▶ [SET PROBLEM]: Return every one of the records below word for word, with nothing changed.

▶ [SUPPLIED MATERIAL]:
■ ■ ■ ■
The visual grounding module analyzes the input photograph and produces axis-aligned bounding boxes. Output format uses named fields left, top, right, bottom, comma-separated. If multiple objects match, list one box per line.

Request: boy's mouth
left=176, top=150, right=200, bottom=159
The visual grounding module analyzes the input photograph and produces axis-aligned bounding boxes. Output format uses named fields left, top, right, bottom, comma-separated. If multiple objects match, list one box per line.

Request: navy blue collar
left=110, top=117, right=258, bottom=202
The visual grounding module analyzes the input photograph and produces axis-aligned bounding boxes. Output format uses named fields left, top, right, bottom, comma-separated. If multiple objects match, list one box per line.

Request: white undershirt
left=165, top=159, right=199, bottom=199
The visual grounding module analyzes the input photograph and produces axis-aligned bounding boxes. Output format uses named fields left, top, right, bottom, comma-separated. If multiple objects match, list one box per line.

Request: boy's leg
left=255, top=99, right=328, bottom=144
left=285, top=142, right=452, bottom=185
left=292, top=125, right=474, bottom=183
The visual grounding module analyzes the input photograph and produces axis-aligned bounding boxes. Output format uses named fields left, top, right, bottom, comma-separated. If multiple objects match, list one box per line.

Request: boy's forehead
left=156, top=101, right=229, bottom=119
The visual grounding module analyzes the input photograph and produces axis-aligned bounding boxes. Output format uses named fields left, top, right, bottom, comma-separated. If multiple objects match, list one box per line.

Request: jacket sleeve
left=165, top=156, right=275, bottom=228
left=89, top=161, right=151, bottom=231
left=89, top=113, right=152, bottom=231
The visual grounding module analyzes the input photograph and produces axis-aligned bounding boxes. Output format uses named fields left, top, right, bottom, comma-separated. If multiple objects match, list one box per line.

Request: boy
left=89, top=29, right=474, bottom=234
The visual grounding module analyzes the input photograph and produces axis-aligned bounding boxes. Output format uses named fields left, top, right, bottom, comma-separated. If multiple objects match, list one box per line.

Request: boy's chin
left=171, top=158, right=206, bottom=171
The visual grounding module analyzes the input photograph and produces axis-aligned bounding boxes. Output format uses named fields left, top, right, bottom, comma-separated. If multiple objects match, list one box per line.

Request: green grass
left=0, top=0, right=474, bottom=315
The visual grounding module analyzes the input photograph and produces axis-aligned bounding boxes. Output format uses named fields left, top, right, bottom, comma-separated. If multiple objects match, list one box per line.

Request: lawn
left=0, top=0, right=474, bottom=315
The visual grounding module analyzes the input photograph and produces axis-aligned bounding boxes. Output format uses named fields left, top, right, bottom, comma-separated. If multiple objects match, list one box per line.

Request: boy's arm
■ ■ ■ ■
▶ [SOLUTION TO THIS PROBLEM]:
The visual grounding module analyzes the input photograph and produces axis-aligned bounding boxes. Output format uses named fields left, top, right, bottom, comma-separated. If multiple objects match, list one box per line.

Request: boy's mouth
left=176, top=150, right=200, bottom=159
The visual grounding module analyzes the input photograph and produces axis-aligned bounding boxes. Output format uses named fields left, top, right, bottom, comma-separated. If multiple objects match, list one box per line.

Request: navy blue collar
left=110, top=117, right=258, bottom=202
The visual grounding module analyzes the input photograph and produces axis-aligned bounding boxes. Output format uses named fields left, top, right, bottom, comma-separated. If multiple objects match, list one box per line.

Request: white undershirt
left=165, top=159, right=199, bottom=199
The visual grounding module analyzes the input photograph and produces axis-aligned bounding boxes. Output format uses named fields left, top, right, bottom, comma-separated. If multiple objects match, list one box per line.

Request: boy's leg
left=255, top=99, right=328, bottom=144
left=285, top=142, right=452, bottom=185
left=292, top=125, right=474, bottom=183
The visual grounding module analyzes the input photograph and produces axis-aligned bounding boxes. Output format uses named fields left, top, right, bottom, comma-separated. If multiple objects match, list one box per line.

Request: boy's forehead
left=156, top=101, right=229, bottom=119
The visual grounding module analyzes the input photograph and produces axis-aligned bounding boxes. Output format uses named fields left, top, right, bottom, comma-separated. If multiple objects match, list one box per line.

Request: jacket sleeve
left=165, top=156, right=275, bottom=228
left=89, top=161, right=151, bottom=231
left=89, top=113, right=152, bottom=231
The visual grounding module analyzes the input photograph and produces axis-aligned bounding boxes. Output format uses named fields left, top, right, bottom, comma-separated. If multiple objects match, list one box per line.

Request: boy
left=89, top=29, right=474, bottom=234
The visual grounding module analyzes the input photograph and produces axis-aligned bounding boxes. Output format uses named fields left, top, right, bottom, comma-separated. If multiple objects match, list one box per line.

Request: boy's chin
left=171, top=158, right=206, bottom=171
The visual grounding module analyzes the input photograph and produces axis-aligned bounding boxes. Output format uses named fields left, top, right, bottom, comma-separated. If multiple objects match, list one box per line.

Request: green grass
left=0, top=0, right=474, bottom=315
The visual grounding module analyzes the input photograph and produces axis-aligned bounding boxes. Output format uses named fields left, top, right, bottom, comma-separated. If multiple objects match, list one box per line.

Request: lawn
left=0, top=0, right=474, bottom=315
The visual grounding module analyzes the input photograph and produces axis-aligned bounding boxes. Output format uses named fields left, top, right, bottom, comma-separated. If multiple objects match, list one box per line.

Request: boy's arm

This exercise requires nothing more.